GIVEN TASK
Turn the items below into a numbered list, one line per number, and drop any blank lines.

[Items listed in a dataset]
__________________________________________________

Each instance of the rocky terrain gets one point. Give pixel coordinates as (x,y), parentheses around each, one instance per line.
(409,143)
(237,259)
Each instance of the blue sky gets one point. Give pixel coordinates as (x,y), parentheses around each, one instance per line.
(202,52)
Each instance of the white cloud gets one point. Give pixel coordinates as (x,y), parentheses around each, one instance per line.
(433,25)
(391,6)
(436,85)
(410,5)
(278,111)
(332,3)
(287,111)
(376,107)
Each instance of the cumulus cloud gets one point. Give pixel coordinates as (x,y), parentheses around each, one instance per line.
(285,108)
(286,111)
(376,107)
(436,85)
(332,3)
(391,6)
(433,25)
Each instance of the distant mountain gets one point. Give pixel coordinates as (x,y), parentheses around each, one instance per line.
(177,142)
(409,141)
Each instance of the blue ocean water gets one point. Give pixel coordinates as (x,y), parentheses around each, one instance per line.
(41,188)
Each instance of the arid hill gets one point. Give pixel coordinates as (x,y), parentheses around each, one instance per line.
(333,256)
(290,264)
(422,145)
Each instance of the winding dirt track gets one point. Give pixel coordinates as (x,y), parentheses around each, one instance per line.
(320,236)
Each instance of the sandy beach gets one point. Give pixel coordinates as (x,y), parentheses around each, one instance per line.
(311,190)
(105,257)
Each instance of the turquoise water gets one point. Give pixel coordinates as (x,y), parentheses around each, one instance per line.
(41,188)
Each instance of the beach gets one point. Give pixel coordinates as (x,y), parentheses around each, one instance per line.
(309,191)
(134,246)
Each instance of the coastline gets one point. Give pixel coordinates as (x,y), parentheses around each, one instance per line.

__________________________________________________

FINISHED TASK
1. Each instance of the rocky terrain gets one point. Give pixel coordinates as (x,y), parentheses around each, one instance per line.
2. (409,143)
3. (237,259)
4. Each instance of the blue sky gets one point. Give pixel coordinates as (x,y), parentheses around each, one instance per line.
5. (202,52)
6. Each instance of the white cloud gets one point. Give pixel coordinates as (x,y), parentheses around each, one instance per line.
7. (433,25)
8. (391,6)
9. (436,85)
10. (410,5)
11. (278,111)
12. (332,3)
13. (287,111)
14. (376,107)
15. Each instance of the cumulus cloud gets one point. Give pixel coordinates as (x,y), parentheses around each, one instance per line.
16. (285,108)
17. (286,111)
18. (376,107)
19. (436,85)
20. (332,3)
21. (391,6)
22. (433,25)
23. Each instance of the distant mountain gets one point. Give pixel coordinates as (x,y), parentheses around each, one instance per line.
24. (177,142)
25. (409,141)
26. Each instance of the blue ocean water gets one point. Give pixel coordinates as (x,y), parentheses around each, one instance per line.
27. (41,188)
28. Each instance of the arid hill gets one point. Give pixel coordinates as (x,y), parentheses around each, one instance per line.
29. (333,256)
30. (290,264)
31. (422,145)
32. Each instance of the winding dirt track gets one point. Give pixel coordinates as (x,y), parentheses around each, one instance per line.
33. (320,236)
34. Each instance of the sandy beach gets one point. Give pixel coordinates as (x,y), parentheses around each, one instance per line.
35. (311,190)
36. (105,257)
37. Each instance of the turquoise water gets one point. Give pixel coordinates as (x,y), parentheses around each, one instance per line.
38. (41,188)
39. Each instance of the beach gets one point. Give pixel coordinates as (x,y), parentheses around each, one instance per line.
40. (309,191)
41. (134,246)
42. Each instance of the coastline gets one point. Give pixel coordinates as (x,y), parentheses around each, one instance per line.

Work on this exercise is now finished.